--- START ---
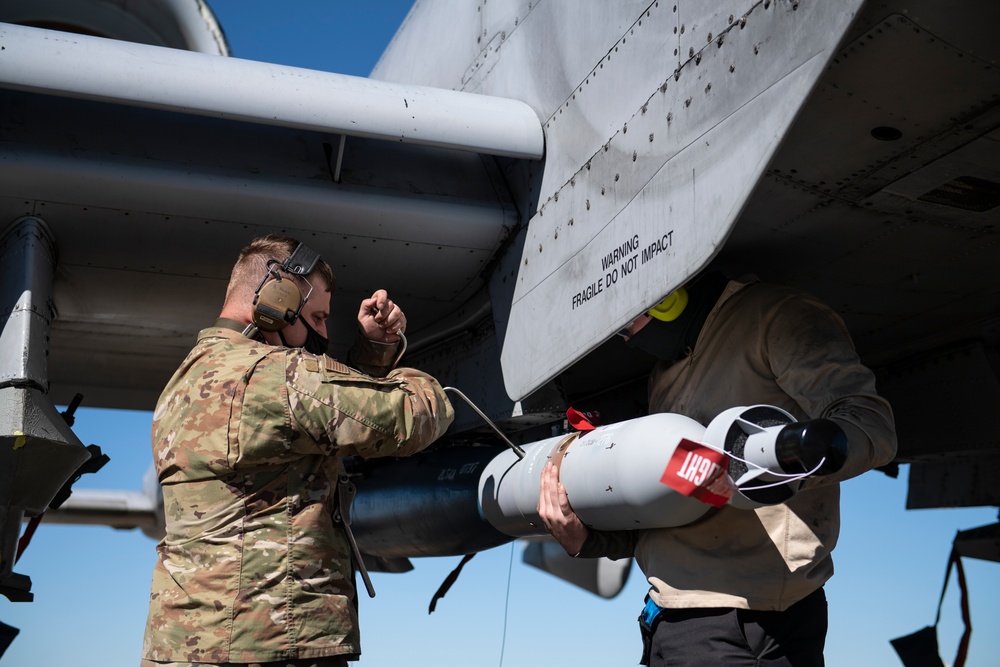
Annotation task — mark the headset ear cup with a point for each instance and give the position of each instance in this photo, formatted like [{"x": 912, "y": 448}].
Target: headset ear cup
[{"x": 276, "y": 304}]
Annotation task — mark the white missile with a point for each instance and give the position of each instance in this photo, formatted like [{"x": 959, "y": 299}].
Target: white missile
[{"x": 637, "y": 473}]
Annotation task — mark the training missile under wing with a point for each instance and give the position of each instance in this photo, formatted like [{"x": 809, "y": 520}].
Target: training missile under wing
[{"x": 527, "y": 177}]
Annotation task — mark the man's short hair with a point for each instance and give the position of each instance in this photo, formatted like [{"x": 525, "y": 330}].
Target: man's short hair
[{"x": 251, "y": 266}]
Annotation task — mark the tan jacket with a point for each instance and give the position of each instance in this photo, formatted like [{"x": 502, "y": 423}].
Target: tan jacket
[{"x": 761, "y": 344}]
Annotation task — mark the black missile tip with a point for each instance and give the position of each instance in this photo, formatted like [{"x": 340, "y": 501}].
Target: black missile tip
[{"x": 803, "y": 446}]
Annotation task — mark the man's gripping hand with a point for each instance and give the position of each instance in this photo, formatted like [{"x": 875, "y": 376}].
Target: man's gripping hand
[
  {"x": 380, "y": 319},
  {"x": 557, "y": 515}
]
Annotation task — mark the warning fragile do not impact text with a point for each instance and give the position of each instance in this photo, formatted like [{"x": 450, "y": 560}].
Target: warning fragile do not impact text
[{"x": 621, "y": 262}]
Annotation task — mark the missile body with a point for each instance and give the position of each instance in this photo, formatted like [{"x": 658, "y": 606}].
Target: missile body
[{"x": 618, "y": 477}]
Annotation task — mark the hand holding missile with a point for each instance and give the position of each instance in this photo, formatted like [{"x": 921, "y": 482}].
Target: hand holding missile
[{"x": 557, "y": 515}]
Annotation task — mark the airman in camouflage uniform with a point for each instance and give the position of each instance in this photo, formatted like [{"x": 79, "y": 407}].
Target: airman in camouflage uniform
[{"x": 247, "y": 442}]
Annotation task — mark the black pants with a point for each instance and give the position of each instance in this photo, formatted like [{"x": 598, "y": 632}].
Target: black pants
[{"x": 742, "y": 637}]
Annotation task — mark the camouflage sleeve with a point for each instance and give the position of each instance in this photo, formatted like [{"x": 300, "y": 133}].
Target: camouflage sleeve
[
  {"x": 347, "y": 413},
  {"x": 372, "y": 357}
]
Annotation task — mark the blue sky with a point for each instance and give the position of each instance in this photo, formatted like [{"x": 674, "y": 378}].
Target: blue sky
[{"x": 91, "y": 584}]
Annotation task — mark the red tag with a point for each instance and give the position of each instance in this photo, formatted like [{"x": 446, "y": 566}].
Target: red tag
[
  {"x": 583, "y": 421},
  {"x": 700, "y": 472}
]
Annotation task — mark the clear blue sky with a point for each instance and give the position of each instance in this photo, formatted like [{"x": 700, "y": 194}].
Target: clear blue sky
[{"x": 92, "y": 583}]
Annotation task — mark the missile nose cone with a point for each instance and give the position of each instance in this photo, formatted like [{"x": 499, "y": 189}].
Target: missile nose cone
[{"x": 800, "y": 447}]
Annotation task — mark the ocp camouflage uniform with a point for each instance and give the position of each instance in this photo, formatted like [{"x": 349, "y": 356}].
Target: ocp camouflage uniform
[{"x": 247, "y": 440}]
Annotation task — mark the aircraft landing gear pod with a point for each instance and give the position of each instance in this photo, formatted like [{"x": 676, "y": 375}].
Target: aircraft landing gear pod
[
  {"x": 38, "y": 451},
  {"x": 616, "y": 475}
]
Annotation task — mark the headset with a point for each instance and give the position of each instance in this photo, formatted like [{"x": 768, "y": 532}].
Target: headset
[{"x": 278, "y": 302}]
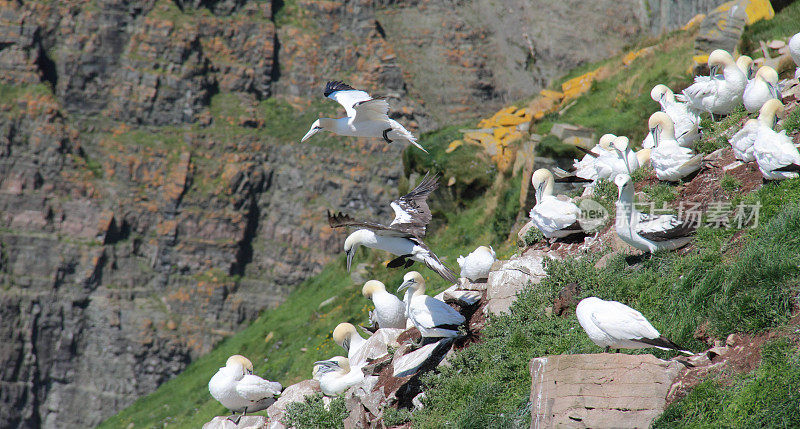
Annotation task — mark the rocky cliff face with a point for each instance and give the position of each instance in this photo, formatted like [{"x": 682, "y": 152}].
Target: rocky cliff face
[{"x": 151, "y": 197}]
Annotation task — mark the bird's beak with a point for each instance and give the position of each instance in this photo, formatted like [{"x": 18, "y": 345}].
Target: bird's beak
[
  {"x": 405, "y": 285},
  {"x": 350, "y": 254},
  {"x": 310, "y": 133}
]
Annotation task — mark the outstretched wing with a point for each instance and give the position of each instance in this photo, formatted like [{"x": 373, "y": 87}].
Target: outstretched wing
[
  {"x": 411, "y": 211},
  {"x": 664, "y": 227},
  {"x": 346, "y": 95},
  {"x": 340, "y": 220}
]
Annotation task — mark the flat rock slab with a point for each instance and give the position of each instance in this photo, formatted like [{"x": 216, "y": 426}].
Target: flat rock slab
[
  {"x": 246, "y": 422},
  {"x": 509, "y": 277},
  {"x": 599, "y": 390}
]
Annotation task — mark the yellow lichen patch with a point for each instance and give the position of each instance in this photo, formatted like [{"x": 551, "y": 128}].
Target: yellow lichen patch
[
  {"x": 756, "y": 10},
  {"x": 694, "y": 22}
]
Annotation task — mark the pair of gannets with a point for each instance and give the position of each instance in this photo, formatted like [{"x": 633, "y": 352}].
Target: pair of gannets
[
  {"x": 366, "y": 117},
  {"x": 476, "y": 265},
  {"x": 335, "y": 375},
  {"x": 613, "y": 325},
  {"x": 237, "y": 389},
  {"x": 649, "y": 233},
  {"x": 402, "y": 237},
  {"x": 671, "y": 161},
  {"x": 432, "y": 317},
  {"x": 686, "y": 121},
  {"x": 717, "y": 94}
]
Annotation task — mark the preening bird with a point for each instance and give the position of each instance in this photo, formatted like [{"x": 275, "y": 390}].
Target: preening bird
[
  {"x": 366, "y": 117},
  {"x": 717, "y": 94},
  {"x": 476, "y": 265},
  {"x": 554, "y": 217},
  {"x": 670, "y": 161},
  {"x": 390, "y": 312},
  {"x": 335, "y": 375},
  {"x": 613, "y": 325},
  {"x": 432, "y": 317},
  {"x": 646, "y": 232},
  {"x": 236, "y": 388},
  {"x": 402, "y": 237}
]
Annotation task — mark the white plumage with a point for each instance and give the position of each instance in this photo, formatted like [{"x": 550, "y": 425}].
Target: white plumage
[
  {"x": 715, "y": 94},
  {"x": 649, "y": 233},
  {"x": 433, "y": 318},
  {"x": 366, "y": 117},
  {"x": 554, "y": 217},
  {"x": 477, "y": 264},
  {"x": 390, "y": 312},
  {"x": 615, "y": 325},
  {"x": 237, "y": 389},
  {"x": 763, "y": 87},
  {"x": 670, "y": 161}
]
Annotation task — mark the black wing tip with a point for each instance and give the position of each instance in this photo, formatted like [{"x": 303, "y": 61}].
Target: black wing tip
[{"x": 336, "y": 85}]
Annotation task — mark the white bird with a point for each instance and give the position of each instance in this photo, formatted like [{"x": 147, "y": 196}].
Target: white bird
[
  {"x": 433, "y": 318},
  {"x": 613, "y": 325},
  {"x": 670, "y": 161},
  {"x": 794, "y": 51},
  {"x": 335, "y": 375},
  {"x": 390, "y": 312},
  {"x": 715, "y": 94},
  {"x": 402, "y": 237},
  {"x": 763, "y": 87},
  {"x": 777, "y": 157},
  {"x": 366, "y": 117},
  {"x": 554, "y": 217},
  {"x": 686, "y": 121},
  {"x": 477, "y": 264},
  {"x": 347, "y": 337},
  {"x": 237, "y": 389},
  {"x": 648, "y": 233}
]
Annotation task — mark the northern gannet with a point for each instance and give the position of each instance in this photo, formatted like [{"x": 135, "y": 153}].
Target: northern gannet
[
  {"x": 366, "y": 117},
  {"x": 763, "y": 87},
  {"x": 390, "y": 312},
  {"x": 613, "y": 325},
  {"x": 432, "y": 317},
  {"x": 777, "y": 157},
  {"x": 346, "y": 336},
  {"x": 554, "y": 217},
  {"x": 477, "y": 264},
  {"x": 648, "y": 233},
  {"x": 685, "y": 120},
  {"x": 715, "y": 94},
  {"x": 402, "y": 237},
  {"x": 237, "y": 389},
  {"x": 670, "y": 161},
  {"x": 335, "y": 375}
]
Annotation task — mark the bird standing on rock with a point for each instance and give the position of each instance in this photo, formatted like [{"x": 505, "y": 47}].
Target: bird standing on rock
[
  {"x": 237, "y": 389},
  {"x": 366, "y": 117}
]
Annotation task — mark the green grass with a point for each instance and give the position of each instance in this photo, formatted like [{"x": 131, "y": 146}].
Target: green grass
[
  {"x": 746, "y": 290},
  {"x": 769, "y": 397}
]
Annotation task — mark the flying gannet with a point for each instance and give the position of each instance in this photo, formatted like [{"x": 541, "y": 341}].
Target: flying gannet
[
  {"x": 777, "y": 157},
  {"x": 390, "y": 312},
  {"x": 477, "y": 264},
  {"x": 237, "y": 389},
  {"x": 554, "y": 217},
  {"x": 613, "y": 325},
  {"x": 763, "y": 87},
  {"x": 366, "y": 117},
  {"x": 670, "y": 161},
  {"x": 686, "y": 121},
  {"x": 433, "y": 318},
  {"x": 648, "y": 233},
  {"x": 402, "y": 237},
  {"x": 335, "y": 375},
  {"x": 715, "y": 94}
]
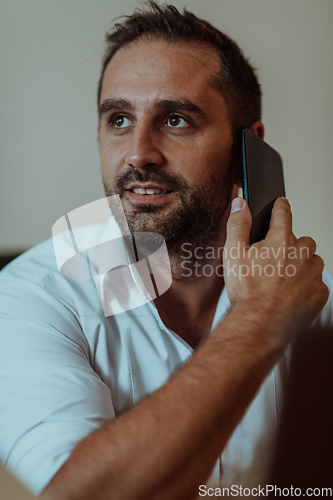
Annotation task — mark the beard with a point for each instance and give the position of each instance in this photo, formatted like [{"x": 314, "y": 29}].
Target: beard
[{"x": 197, "y": 217}]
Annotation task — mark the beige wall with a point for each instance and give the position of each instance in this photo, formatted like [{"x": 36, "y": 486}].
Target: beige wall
[{"x": 50, "y": 54}]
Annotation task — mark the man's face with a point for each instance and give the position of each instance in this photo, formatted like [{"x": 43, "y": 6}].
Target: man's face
[{"x": 165, "y": 141}]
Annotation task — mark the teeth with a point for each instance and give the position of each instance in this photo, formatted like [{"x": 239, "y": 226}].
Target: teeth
[{"x": 148, "y": 191}]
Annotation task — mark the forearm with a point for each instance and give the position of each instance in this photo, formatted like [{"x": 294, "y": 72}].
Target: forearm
[{"x": 167, "y": 445}]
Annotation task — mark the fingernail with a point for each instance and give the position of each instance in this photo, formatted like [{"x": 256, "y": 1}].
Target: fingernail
[{"x": 237, "y": 204}]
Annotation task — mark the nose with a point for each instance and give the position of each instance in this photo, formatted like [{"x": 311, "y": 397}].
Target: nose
[{"x": 143, "y": 148}]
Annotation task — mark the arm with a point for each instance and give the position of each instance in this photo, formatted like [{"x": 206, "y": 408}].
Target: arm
[{"x": 167, "y": 445}]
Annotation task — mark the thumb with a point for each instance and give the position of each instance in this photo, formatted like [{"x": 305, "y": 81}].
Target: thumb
[{"x": 239, "y": 224}]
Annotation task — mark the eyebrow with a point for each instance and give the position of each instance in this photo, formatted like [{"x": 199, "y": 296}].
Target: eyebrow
[{"x": 163, "y": 104}]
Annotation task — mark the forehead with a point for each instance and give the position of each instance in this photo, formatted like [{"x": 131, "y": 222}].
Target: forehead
[{"x": 148, "y": 70}]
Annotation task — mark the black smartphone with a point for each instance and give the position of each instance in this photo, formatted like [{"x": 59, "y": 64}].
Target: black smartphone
[{"x": 262, "y": 180}]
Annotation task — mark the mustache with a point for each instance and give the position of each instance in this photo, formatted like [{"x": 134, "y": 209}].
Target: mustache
[{"x": 172, "y": 182}]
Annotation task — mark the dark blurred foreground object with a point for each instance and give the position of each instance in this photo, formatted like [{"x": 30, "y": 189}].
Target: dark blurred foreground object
[
  {"x": 304, "y": 454},
  {"x": 5, "y": 259}
]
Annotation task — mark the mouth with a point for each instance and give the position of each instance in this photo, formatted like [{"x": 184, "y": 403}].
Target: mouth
[{"x": 148, "y": 193}]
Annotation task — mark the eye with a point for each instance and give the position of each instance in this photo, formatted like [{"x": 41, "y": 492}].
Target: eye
[
  {"x": 176, "y": 121},
  {"x": 120, "y": 121}
]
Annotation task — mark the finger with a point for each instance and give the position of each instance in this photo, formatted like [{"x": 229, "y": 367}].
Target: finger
[
  {"x": 319, "y": 261},
  {"x": 281, "y": 218},
  {"x": 307, "y": 242},
  {"x": 239, "y": 224}
]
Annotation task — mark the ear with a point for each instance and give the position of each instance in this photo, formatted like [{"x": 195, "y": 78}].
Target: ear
[{"x": 258, "y": 129}]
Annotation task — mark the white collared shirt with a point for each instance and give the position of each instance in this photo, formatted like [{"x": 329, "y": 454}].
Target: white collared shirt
[{"x": 67, "y": 369}]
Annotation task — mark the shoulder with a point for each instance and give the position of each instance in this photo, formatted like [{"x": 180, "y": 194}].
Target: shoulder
[{"x": 33, "y": 292}]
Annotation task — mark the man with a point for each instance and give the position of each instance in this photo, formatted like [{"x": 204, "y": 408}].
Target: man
[{"x": 118, "y": 407}]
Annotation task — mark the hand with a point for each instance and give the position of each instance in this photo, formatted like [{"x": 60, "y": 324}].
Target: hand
[{"x": 280, "y": 276}]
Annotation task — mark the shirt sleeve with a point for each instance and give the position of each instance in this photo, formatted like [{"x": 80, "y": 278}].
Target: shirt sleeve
[{"x": 50, "y": 397}]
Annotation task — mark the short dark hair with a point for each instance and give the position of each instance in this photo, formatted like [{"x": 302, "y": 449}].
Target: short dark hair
[{"x": 236, "y": 81}]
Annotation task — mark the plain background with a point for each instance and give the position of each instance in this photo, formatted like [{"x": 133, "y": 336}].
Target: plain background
[{"x": 50, "y": 54}]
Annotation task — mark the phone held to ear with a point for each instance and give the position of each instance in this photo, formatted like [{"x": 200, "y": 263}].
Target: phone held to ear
[{"x": 262, "y": 181}]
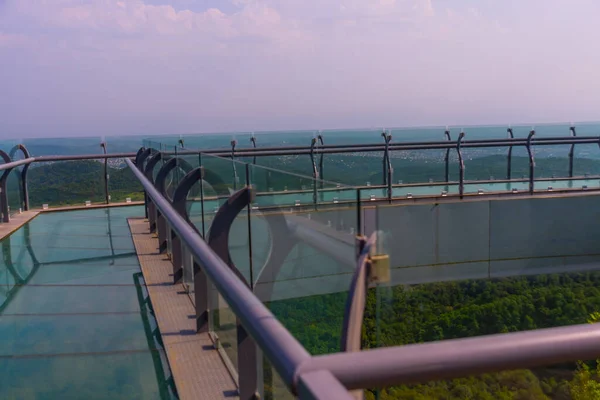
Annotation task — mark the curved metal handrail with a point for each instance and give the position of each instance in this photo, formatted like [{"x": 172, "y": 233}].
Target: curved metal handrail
[
  {"x": 357, "y": 295},
  {"x": 218, "y": 237}
]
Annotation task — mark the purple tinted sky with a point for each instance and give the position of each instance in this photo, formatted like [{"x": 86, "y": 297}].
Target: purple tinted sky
[{"x": 75, "y": 67}]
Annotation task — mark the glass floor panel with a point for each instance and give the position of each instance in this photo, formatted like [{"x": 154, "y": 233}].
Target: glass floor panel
[{"x": 75, "y": 321}]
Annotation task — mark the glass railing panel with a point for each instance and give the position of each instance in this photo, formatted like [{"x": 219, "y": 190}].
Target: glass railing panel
[
  {"x": 78, "y": 312},
  {"x": 222, "y": 178},
  {"x": 14, "y": 192},
  {"x": 223, "y": 328},
  {"x": 302, "y": 254},
  {"x": 273, "y": 387},
  {"x": 122, "y": 183},
  {"x": 475, "y": 268}
]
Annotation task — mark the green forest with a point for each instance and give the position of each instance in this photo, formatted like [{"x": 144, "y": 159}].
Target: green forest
[
  {"x": 435, "y": 311},
  {"x": 73, "y": 182}
]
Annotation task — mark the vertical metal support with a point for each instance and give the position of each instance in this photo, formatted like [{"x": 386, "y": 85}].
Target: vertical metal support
[
  {"x": 3, "y": 188},
  {"x": 572, "y": 152},
  {"x": 106, "y": 195},
  {"x": 177, "y": 259},
  {"x": 253, "y": 140},
  {"x": 509, "y": 159},
  {"x": 447, "y": 157},
  {"x": 23, "y": 175},
  {"x": 321, "y": 173},
  {"x": 531, "y": 161},
  {"x": 384, "y": 161},
  {"x": 25, "y": 187},
  {"x": 249, "y": 211},
  {"x": 201, "y": 293},
  {"x": 4, "y": 197},
  {"x": 461, "y": 165},
  {"x": 233, "y": 144},
  {"x": 315, "y": 170},
  {"x": 388, "y": 169},
  {"x": 359, "y": 226},
  {"x": 202, "y": 197}
]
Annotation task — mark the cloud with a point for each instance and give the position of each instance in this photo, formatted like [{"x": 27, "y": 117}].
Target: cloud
[{"x": 191, "y": 65}]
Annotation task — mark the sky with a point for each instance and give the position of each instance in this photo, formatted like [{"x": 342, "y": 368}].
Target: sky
[{"x": 116, "y": 67}]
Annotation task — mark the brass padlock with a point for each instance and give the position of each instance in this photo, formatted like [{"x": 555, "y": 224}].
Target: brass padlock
[{"x": 380, "y": 268}]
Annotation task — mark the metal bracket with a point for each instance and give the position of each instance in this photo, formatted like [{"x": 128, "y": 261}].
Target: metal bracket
[
  {"x": 357, "y": 295},
  {"x": 24, "y": 188},
  {"x": 218, "y": 237},
  {"x": 181, "y": 193}
]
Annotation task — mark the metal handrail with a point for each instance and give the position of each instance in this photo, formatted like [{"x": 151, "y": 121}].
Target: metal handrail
[
  {"x": 17, "y": 163},
  {"x": 456, "y": 358},
  {"x": 283, "y": 350}
]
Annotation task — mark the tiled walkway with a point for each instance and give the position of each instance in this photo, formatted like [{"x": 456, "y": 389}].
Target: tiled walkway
[
  {"x": 198, "y": 370},
  {"x": 74, "y": 316}
]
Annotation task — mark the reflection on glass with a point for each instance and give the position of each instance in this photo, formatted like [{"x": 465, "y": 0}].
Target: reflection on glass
[{"x": 74, "y": 314}]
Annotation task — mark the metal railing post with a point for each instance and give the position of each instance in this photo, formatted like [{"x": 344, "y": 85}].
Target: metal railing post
[
  {"x": 106, "y": 177},
  {"x": 388, "y": 169},
  {"x": 4, "y": 201},
  {"x": 315, "y": 170},
  {"x": 531, "y": 162},
  {"x": 447, "y": 157},
  {"x": 571, "y": 152},
  {"x": 201, "y": 296},
  {"x": 461, "y": 165},
  {"x": 509, "y": 158},
  {"x": 177, "y": 258}
]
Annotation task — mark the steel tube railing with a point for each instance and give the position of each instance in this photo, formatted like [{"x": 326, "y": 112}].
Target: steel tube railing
[
  {"x": 17, "y": 163},
  {"x": 456, "y": 358},
  {"x": 337, "y": 149},
  {"x": 280, "y": 347}
]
--- END ---
OBJECTIVE: Repeat the line containing "Annotation task — mark the metal railing" and all subsequent lines through the final line of the data, exactly and with no others.

COMPLETED EXERCISE:
Annotation task — mark the metal railing post with a point for each instance and give the position of each instance in this photo, formatted like [{"x": 344, "y": 85}].
Target: metal railing post
[
  {"x": 106, "y": 177},
  {"x": 388, "y": 169},
  {"x": 4, "y": 201},
  {"x": 315, "y": 170},
  {"x": 531, "y": 162},
  {"x": 447, "y": 157},
  {"x": 571, "y": 152},
  {"x": 201, "y": 296},
  {"x": 461, "y": 165},
  {"x": 509, "y": 158},
  {"x": 177, "y": 258}
]
Annotation task — mark the steel tube railing with a point for each instance and give the position of each instance in this photo, formatted like [{"x": 326, "y": 112}].
Target: steel tube railing
[
  {"x": 17, "y": 163},
  {"x": 456, "y": 358},
  {"x": 337, "y": 149},
  {"x": 280, "y": 347}
]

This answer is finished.